- **Извлечённый текст**
——————
Мы помним, как Батюшков не только не претендовал на то, чтоб читатели отождествляли его самого с его лирическим героем, но если это случалось, обычно негодовал.
Давыдов же стремился соответствовать не только своим, но и чужим стихам, конструировавшим его внешний и внутренний портрет в духе героической «гусарщины». Так произошло, например, со стихами Языкова о поэте-партизане:
Ты, боец чернокудрявый,
С белым локоном на лбу!
(«Д. В. Давыдову»)
Прочитав это послание, Давыдов, намеревавшийся было выкрасить свою седину, оставил белую прядь.
Давыдов создавал свои первые гусарские стихотворения задолго до того, как в России начались дебаты о романтизме. Когда уже в первой половине 1820-х годов
105
«парнасский атеизм», как называл его Пушкин, стал предметом горячих споров, Давыдов, в отличие от Пушкина, Вяземского, Кюхельбекера, Рылеева и многих других, не проявил интереса к теоретической стороне вопроса. Практически же его поэзия развивалась в русле романтического движения. Давыдов имеет все права считаться одним из создателей русского романтизма1.
Установка Давыдова на индивидуальные свойства «натуры» как первооснову, формирующую личность, влила свежую струю в построение «романтического характера» в русской поэзии. И психологический склад героя стихов Давыдова — постоянно «ищущего бури», — и, главное самый принцип его создания созвучен идеалам романтизма.
Своего рода экзотичность давыдовского гусара также отвечала романтическим вкусам, подобно кавказской и восточной экзотике.
Парадоксально у Давыдова то, что самыми «экзотическими» оказываются в его поэзии вещи простые и обыкновенные. Этим Давыдов открыл доступ в лирику реалиям жизни. Они, конечно, уже изображались в поэзии Державина, но главное в державинском образе поэта было все же связано с одическим стилем. У Батюшкова и Жуковского жизненная стихия тщательно сублимировалась.
В поэзии Давыдова узость «гусарского» взгляда на мир компенсируется плотностью бытовой основы, в которой крайне нуждалась лирика:
Он — гусар и не пускает
Мишурою пыль в глаза:
У него, брат, заменяет
Все диваны — куль овса.
(«Бурцову. Призывание на пунш»)
И более «возвышенно»:
На вьюке, в тороках цевницу я таскаю,
Она и под локтем, она под головой;
Меж конских ног позабываю,
В пыли, на влаге дождевой...
(«В альбом»)
Когда Батюшков в «Моих пенатах» описывал «трехногий стол» и «жесткую постель», то это было не конкретным
106
описанием его домашней обстановки, а условно-литературной эмблемой бедного и неприхотливого жилья.
——————
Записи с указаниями
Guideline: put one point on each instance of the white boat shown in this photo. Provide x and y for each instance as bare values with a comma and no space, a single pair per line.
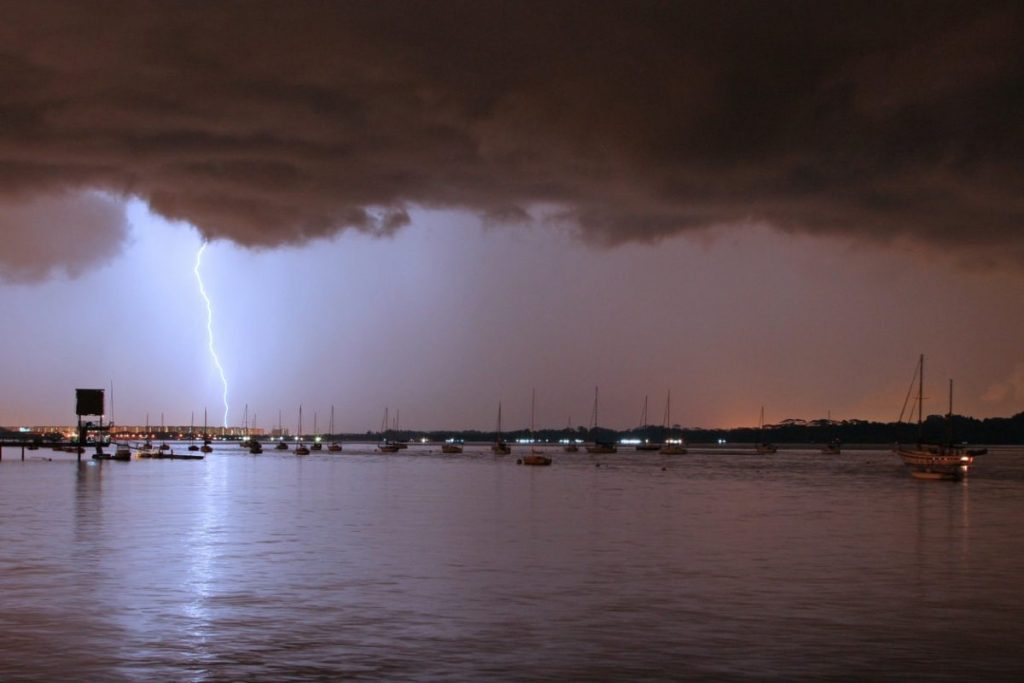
500,446
301,449
599,447
192,433
935,461
646,444
206,436
536,457
672,446
334,446
763,446
317,444
452,446
282,444
163,431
——————
- **Упражнение 1**
Как, согласно тексту о поэзии Давыдова, поступил Давыдов со своей сединой, прочитав послание Языкова?
- **Упражнение 2**
Выпишите из текста о поэзии Давыдова все названия стихотворений, которые в нём упоминаются.
- **Упражнение 3**
Напишите продолжение текста о поэзии Давыдова, начав сразу после его последнего предложения.

- **Ответ к заданию 1**
Он отказался от намерения выкрасить седину и оставил белую прядь.

- **Ответ к заданию 2**
«Д. В. Давыдову», «Бурцову. Призывание на пунш», «В альбом», «Мои пенаты».

- **Ответ к заданию 3**
О Д. Давыдове можно сказать, что он не всегда отдыхал на «кулях с овсом» и не всегда гляделся, вместо зеркала, в сталь своей «ясной сабли». Но кули с овсом, лошади, непринужденные биваки и стаканы с пуншем, а также кивера, доломаны, ташки и даже усы, которые полагались гусару по форме, были непреложными реалиями гусарского образа жизни. Приметой бедности может быть не только «трехногий стол»; приметой гусарского житья — непременно обстановка вроде этой:
Нет курильниц, может статься,
Зато трубка с табаком;
Нет картин, да заменятся
Ташкой с царским вензелем.
(«Бурцову. Призывание на пунш»)
Множество эпигонов подхватили давыдовскую манеру, перепевая усы и кивера, трубочные затяжки, фланкировку и пунш. Иначе воспользовался опытом Давыдова Н. М. Языков. В начале 1820-х годов он создает стихи о поэте-студенте, об «экзотике» студенческой жизни:
Душа героев и певцов,
Вино любезно и студенту,
Оно его между цветов
Ведет к ученому патенту.
Проснувшись вместе с петухом,
Он в тишине читает Канта;
Но день прошел — и вечерком
Он за вино от фолианта.
(Песня «Душа героев и певцов...»)
Вместо усов — патент; вместо сабли — фолиант; вместо кровавой битвы — мирное чтение Канта. Но принцип построения авторского образа — давыдовский.
В годы, предшествовавшие расцвету Пушкина, никто из русских поэтов в такой мере не индивидуализировал свой стиль, как Давыдов. Индивидуальность слога уже к началу 1820-х годов стала предметом размышлений поэтов и критиков. По мнению Пушкина, с Давыдовым «не должно и спорить»; он неподражаем прежде всего по языку.
107
«Цирлих-манирлих»1 — так отозвался Пушкин о батюшковской попытке стилизоваться под Давыдова.
«Ты шутишь, требуя, чтобы я поправил стихи твои»2, — отвечал Жуковский Давыдову на его просьбу внести какие-либо изменения. Преклоняясь перед Жуковским и называя его своим «архипастырем», Давыдов постоянно огорчался его отказами что-либо «улучшать». Но Жуковский поступал правильно. «Резкие черты неподражаемого слога» — так Пушкин отозвался о стиле Давыдова — не потерпели бы вмешательства со стороны поэта столь несхожего.
Современники даже в нарочитой небрежности стиля Давыдова видели его индивидуальное свойство.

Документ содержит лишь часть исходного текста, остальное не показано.